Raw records
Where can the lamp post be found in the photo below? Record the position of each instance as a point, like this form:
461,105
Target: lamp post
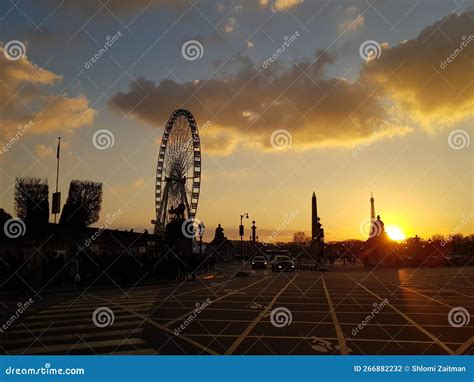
254,229
201,231
241,233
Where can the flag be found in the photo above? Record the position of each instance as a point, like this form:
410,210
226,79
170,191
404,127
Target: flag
59,146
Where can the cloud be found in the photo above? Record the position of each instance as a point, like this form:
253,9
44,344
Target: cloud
118,6
351,25
25,95
412,74
393,93
249,106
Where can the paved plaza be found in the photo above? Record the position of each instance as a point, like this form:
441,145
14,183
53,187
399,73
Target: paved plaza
348,310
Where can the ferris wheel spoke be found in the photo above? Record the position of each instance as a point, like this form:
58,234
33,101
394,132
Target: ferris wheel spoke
178,167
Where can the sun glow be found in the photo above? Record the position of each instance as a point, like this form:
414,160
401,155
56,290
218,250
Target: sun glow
395,233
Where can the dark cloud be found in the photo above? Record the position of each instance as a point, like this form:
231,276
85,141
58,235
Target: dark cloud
405,84
417,75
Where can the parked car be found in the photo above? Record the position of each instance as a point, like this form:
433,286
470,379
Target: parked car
282,264
259,262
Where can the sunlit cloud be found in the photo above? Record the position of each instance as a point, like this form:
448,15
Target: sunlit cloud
25,95
412,73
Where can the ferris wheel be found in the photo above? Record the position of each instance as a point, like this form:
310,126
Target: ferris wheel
178,173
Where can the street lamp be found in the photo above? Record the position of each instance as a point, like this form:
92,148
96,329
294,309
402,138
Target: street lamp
200,238
254,228
241,233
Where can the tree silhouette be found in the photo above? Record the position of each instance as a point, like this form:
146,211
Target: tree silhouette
32,201
300,237
83,204
4,217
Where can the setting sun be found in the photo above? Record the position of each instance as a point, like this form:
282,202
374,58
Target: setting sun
395,233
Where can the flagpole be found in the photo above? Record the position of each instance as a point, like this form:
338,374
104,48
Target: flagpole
57,171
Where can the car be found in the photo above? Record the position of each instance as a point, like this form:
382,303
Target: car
282,263
259,262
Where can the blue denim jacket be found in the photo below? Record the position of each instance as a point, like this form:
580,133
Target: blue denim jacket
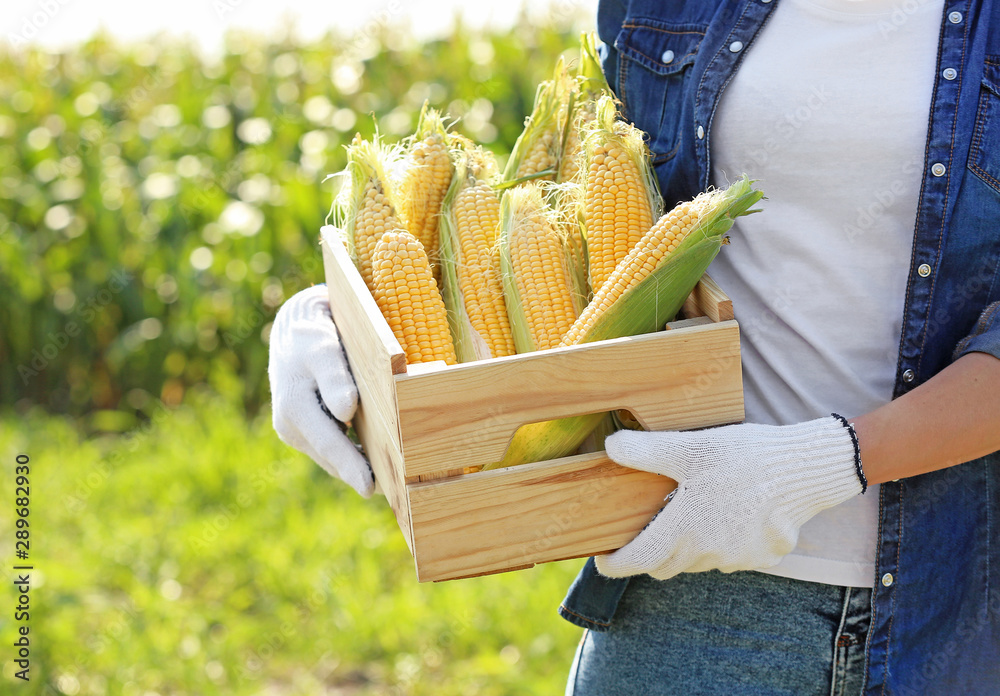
936,605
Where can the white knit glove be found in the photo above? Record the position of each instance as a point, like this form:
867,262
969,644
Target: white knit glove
307,364
743,493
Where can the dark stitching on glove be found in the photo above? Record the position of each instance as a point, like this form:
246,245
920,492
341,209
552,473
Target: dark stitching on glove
857,451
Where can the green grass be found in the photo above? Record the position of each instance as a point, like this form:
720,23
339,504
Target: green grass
197,554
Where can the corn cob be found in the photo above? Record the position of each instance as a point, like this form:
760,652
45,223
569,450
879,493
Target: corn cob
470,261
405,292
425,181
650,284
369,210
655,279
537,285
621,199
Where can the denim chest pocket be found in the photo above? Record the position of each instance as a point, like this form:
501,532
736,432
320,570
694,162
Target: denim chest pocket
654,68
984,154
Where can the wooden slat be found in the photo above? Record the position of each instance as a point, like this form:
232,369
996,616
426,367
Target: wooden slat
709,300
465,415
493,521
373,352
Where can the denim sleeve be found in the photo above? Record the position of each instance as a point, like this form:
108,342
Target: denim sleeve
610,17
985,336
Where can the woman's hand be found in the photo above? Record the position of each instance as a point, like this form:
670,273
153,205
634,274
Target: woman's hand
312,391
743,493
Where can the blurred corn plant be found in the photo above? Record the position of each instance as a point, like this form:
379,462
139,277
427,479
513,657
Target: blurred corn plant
158,206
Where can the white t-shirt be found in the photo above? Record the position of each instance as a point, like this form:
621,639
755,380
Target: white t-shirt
829,111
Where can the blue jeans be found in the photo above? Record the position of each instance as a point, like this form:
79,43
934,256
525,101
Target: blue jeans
739,634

Directions for this task - Make an exact copy of every record, pictures excluded.

Response to this exercise -
Where can the lamp post be found in the photo below? Record the position of each instance as a point, like this form:
461,105
Target: lamp post
254,229
201,231
241,233
Where can the flag be found in the photo above? Record the position of each instance as a point, like this form:
410,210
226,79
170,191
404,127
Target: flag
59,146
Where can the cloud be found in the photo above? Record the position of each instance as a point, like this form:
253,9
44,344
Target: cloud
118,6
351,25
25,95
412,74
393,93
249,106
Where can the paved plaza be found in the photo above? Record the position of each instance as a point, like this form:
441,145
14,183
53,187
399,73
Target: paved plaza
348,310
Where can the ferris wheel spoke be found in the photo above? Record the position of each instance as a point, like this form:
58,234
33,101
394,132
Target: ferris wheel spoke
178,167
Where can the sun glow be found in the photo above? Record the position of each instance as a point, like this form:
414,160
401,155
56,290
218,250
Target: sun glow
395,233
Where can the dark cloud be found in the photo above? Record the position of each instance as a point, like this form:
231,276
85,141
58,235
Target: dark cloud
405,84
417,75
Where can the parked car be found in the photo above? Record the position of each instance as a point, like this form:
433,286
470,379
Target: parked car
282,264
259,262
Where can the sunlit cloud be found in the photo above? Record the position of each instance as a point, like this form:
448,15
Target: sunlit cloud
25,95
412,73
Where can the ferris wheel be found in the photo above? Record the position of each instance as a point, like this form:
310,126
Target: ferris wheel
178,173
Where can the street lamp be found in the photo above? Record the position of each instance as a point, like this form:
92,148
96,329
294,309
402,138
Target: street lamp
200,238
254,228
241,233
Where can the tree silhouette be found in the photo above? Record the position of each instance as a point, like this form:
146,211
Target: tree silhouette
32,201
300,237
83,204
4,217
Where can the setting sun be found in the photo above? Record the position of each instance as a point, like this form:
282,202
374,58
Target: setting sun
395,233
Where can the flagpole be found in the photo above? Record the position of each instance as a point, like this form:
338,374
104,48
Target: flagpole
57,171
Where can the car be found in the photo above? Record the position of each instance as a point, like this form:
382,303
Target: car
282,263
259,262
Where can the blue denim jacket be found in the photo below? Record the position of each instance as a point, like this form:
580,133
Target: blue denim jacket
936,605
Where can the white knit glove be found in the photo above? Record the position of each instance as a point, like this form:
867,262
969,644
Target: white knit glove
307,364
743,493
Where can the dark stitching on glove be found in the photo above? Record the position of each instance as a point, like this form:
246,245
920,492
341,209
552,473
Target: dark stitching on glove
857,451
Where can the green grass be found in the photo above? Record the position of each instance as a point, like this form:
720,23
339,504
Target: green grass
197,554
Where can the corn cob be found in the photo above? Record the position of each instance as a point, like this form:
760,652
45,223
569,450
879,493
Target: corn cob
470,261
405,292
425,181
650,284
369,210
655,279
537,285
621,199
Where can the denim chest pocket be found in the photo above? Record the position of each instance as a point, like this form:
501,532
736,432
320,570
694,162
Target: denim chest pocket
654,68
984,154
Where can the wooden slat be found in the photo above? Record the position of each instance as a point, like this form:
232,369
996,616
426,367
Target: wooden slat
709,300
465,415
493,521
373,352
Where can the denim sleeve be found in the photo above? Record the position of each instance as a point, like this form:
108,342
Target: denim sleeve
610,17
985,336
Where can the woman's hand be found in the photo above? Record the position of each instance as a point, like this form:
670,273
153,205
634,274
Target: woman's hand
312,391
743,493
Where can the blurred corn plant be found in the photo above? Record the position of each instance as a point, like this form:
379,462
139,277
427,479
513,657
Target: blurred corn plant
158,206
Where can the white t-shirt be found in the photo above? Record the position of each instance as a point, like this form:
621,639
755,380
Target: white t-shirt
829,111
Where can the blue jeans be found in the photo above? Record the position of each instance as a point, like this form:
79,43
934,256
525,101
Target: blue jeans
739,634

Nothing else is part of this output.